Written problem –
Write each line exactly as it stands, from the line containing "of the <item>bark" through the end of the data.

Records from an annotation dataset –
********************

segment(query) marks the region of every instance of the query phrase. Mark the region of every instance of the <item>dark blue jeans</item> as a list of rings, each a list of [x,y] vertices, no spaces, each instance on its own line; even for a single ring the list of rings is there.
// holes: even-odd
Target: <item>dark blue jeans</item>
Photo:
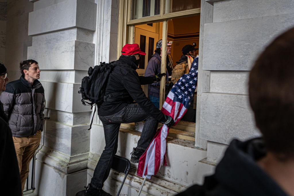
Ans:
[[[136,104],[129,104],[117,113],[109,116],[99,116],[99,118],[103,124],[106,145],[90,183],[91,186],[97,189],[102,188],[110,171],[113,156],[117,150],[121,123],[145,121],[137,146],[137,148],[144,150],[155,135],[158,124],[157,120]]]

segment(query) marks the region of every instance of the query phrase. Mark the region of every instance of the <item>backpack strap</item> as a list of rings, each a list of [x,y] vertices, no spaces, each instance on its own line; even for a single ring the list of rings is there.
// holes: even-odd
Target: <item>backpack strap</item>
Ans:
[[[96,113],[96,105],[95,104],[95,109],[94,110],[94,113],[93,113],[93,116],[92,116],[92,120],[91,121],[91,124],[90,124],[90,128],[88,129],[88,130],[90,130],[92,128],[92,125],[93,123],[93,120],[94,120],[94,116],[95,115],[95,113]]]

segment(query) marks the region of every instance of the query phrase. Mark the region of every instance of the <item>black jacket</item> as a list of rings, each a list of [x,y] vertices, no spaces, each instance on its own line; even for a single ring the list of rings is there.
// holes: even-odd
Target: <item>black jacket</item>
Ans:
[[[21,196],[21,183],[11,131],[0,117],[0,189],[7,195]]]
[[[139,77],[136,71],[137,66],[130,58],[121,56],[114,64],[115,66],[110,74],[105,94],[116,95],[100,105],[98,115],[113,114],[134,100],[154,118],[158,119],[163,118],[163,113],[146,97],[141,87],[141,85],[152,83],[154,78]]]
[[[213,175],[203,186],[194,185],[177,195],[286,196],[277,184],[256,164],[265,155],[263,141],[233,140]]]
[[[176,62],[176,63],[178,64],[185,61],[186,61],[186,62],[188,62],[188,57],[186,55],[182,55],[182,56],[181,57],[181,58],[180,59],[179,61],[177,61]]]

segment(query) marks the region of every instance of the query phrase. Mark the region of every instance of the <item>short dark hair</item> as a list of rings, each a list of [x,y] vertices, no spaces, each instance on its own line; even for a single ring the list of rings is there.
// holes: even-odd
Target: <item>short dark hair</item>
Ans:
[[[250,72],[249,98],[267,150],[294,158],[294,28],[275,38]]]
[[[154,52],[156,53],[158,53],[160,55],[160,53],[161,53],[161,50],[160,49],[160,48],[157,48],[154,51]]]
[[[24,76],[24,70],[25,69],[27,70],[29,69],[29,68],[31,66],[31,65],[34,63],[36,64],[38,64],[38,62],[35,60],[32,59],[24,61],[22,62],[20,62],[19,63],[19,68],[20,69],[20,72],[21,73],[21,74],[23,76]]]

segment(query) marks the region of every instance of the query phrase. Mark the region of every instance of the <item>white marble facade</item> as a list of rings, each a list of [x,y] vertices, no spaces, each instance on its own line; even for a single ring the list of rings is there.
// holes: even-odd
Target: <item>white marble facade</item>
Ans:
[[[89,66],[116,58],[119,3],[0,0],[0,62],[11,80],[19,78],[21,61],[39,62],[46,115],[51,118],[36,155],[38,195],[74,195],[93,175],[105,145],[103,128],[96,116],[87,130],[91,110],[81,104],[77,92]],[[201,184],[231,139],[259,135],[248,103],[249,71],[266,45],[294,25],[293,3],[202,0],[195,143],[169,141],[169,166],[146,182],[141,195],[172,195]],[[129,158],[139,136],[119,134],[118,154]],[[137,195],[142,180],[136,175],[137,165],[132,164],[122,194]],[[105,190],[115,195],[122,177],[112,171]]]

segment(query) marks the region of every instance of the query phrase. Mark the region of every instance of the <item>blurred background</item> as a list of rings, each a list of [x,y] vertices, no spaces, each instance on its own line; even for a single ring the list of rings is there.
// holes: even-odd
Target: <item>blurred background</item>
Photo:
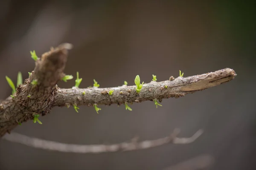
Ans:
[[[256,3],[255,1],[2,0],[0,2],[0,98],[11,94],[7,75],[16,83],[33,70],[29,51],[38,56],[63,42],[74,45],[65,73],[83,80],[79,87],[148,82],[229,67],[238,76],[229,82],[179,99],[125,106],[54,108],[14,131],[76,144],[204,133],[189,144],[99,154],[64,153],[0,140],[0,170],[162,170],[208,155],[207,170],[256,169]],[[71,88],[74,80],[60,82]],[[59,118],[61,117],[61,119]],[[198,159],[198,164],[205,162]],[[195,162],[194,162],[195,163]],[[188,169],[191,167],[189,164]],[[171,168],[172,170],[185,169]]]

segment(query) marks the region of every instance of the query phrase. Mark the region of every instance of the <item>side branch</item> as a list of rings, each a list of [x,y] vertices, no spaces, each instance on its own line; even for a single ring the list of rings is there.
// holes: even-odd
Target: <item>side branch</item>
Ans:
[[[233,79],[236,76],[230,68],[187,77],[178,77],[174,80],[160,82],[152,81],[143,85],[139,94],[136,86],[122,86],[111,88],[58,88],[53,104],[63,106],[76,105],[91,106],[94,104],[120,105],[125,102],[140,102],[146,100],[170,97],[178,98],[198,91],[201,91]],[[108,92],[114,90],[112,95]]]

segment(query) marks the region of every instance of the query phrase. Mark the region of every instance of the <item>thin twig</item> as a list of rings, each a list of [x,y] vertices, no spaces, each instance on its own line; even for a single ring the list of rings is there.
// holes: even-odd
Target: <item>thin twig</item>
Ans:
[[[144,84],[140,94],[136,92],[135,85],[124,85],[111,88],[58,88],[53,105],[121,105],[125,102],[140,102],[154,99],[161,102],[163,99],[178,98],[215,86],[232,80],[236,75],[233,70],[227,68],[187,77],[178,77],[172,80],[152,81]],[[110,96],[108,92],[111,90],[114,91]],[[84,95],[83,92],[85,92]]]
[[[193,142],[196,138],[198,138],[200,136],[198,136],[199,134],[202,134],[202,130],[199,130],[190,138],[182,138],[183,142],[180,143],[178,142],[181,141],[180,138],[177,137],[179,132],[179,130],[175,130],[169,136],[155,140],[145,140],[138,142],[138,138],[135,138],[132,139],[131,142],[106,145],[69,144],[31,137],[15,132],[13,132],[10,134],[7,134],[5,135],[3,138],[10,142],[20,143],[37,148],[63,152],[97,153],[148,149],[169,143],[175,144],[189,143]],[[184,142],[185,141],[186,141],[186,142]]]
[[[177,98],[227,82],[236,76],[234,70],[227,68],[187,77],[172,76],[168,80],[144,84],[139,94],[135,85],[60,88],[56,84],[64,76],[68,50],[71,48],[71,45],[64,44],[43,54],[36,61],[29,78],[17,88],[13,98],[9,97],[0,103],[0,137],[9,133],[18,123],[32,120],[36,114],[46,115],[54,106],[121,105],[155,100],[161,102],[163,99]],[[114,91],[109,95],[111,90]]]

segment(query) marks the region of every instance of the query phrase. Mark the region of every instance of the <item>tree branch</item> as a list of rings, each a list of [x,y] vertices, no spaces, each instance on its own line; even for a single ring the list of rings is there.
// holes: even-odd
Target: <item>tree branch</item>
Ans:
[[[69,144],[30,137],[15,132],[6,135],[3,138],[9,141],[47,150],[80,153],[97,153],[148,149],[170,143],[175,144],[188,144],[193,142],[203,133],[203,130],[200,130],[190,138],[179,138],[177,137],[179,131],[178,129],[175,130],[169,136],[156,140],[138,142],[138,138],[134,138],[130,142],[112,144]]]
[[[125,102],[140,102],[154,99],[161,102],[163,99],[178,98],[220,85],[231,80],[236,75],[233,70],[225,68],[187,77],[178,77],[172,80],[151,81],[144,84],[139,94],[136,92],[135,85],[123,85],[111,88],[58,88],[53,105],[121,105]],[[111,90],[114,92],[110,96],[108,92]],[[85,92],[84,95],[83,95],[83,92]]]
[[[17,88],[14,98],[9,97],[1,102],[0,137],[9,133],[18,123],[32,120],[36,114],[46,115],[54,106],[120,105],[154,100],[160,102],[163,99],[177,98],[219,85],[236,75],[233,70],[227,68],[188,77],[171,76],[169,80],[143,85],[139,94],[135,86],[60,88],[56,84],[64,76],[67,50],[71,48],[71,45],[64,44],[43,54],[36,61],[34,71],[23,85]],[[109,95],[108,92],[111,90],[114,92]]]

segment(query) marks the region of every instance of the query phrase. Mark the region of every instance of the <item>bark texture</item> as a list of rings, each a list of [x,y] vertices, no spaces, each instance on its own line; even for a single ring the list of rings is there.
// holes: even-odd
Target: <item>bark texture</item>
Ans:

********************

Complete answer –
segment(query) marks the region of every instance of the query phrase. Mark the region of every instance of the <item>bark texture</item> as a list of rings, each a list of [x,y] vertices, no spaces, each instance on its own line; even for a single ring the list of rings is there.
// holes: even-odd
Target: <item>bark texture</item>
Ans:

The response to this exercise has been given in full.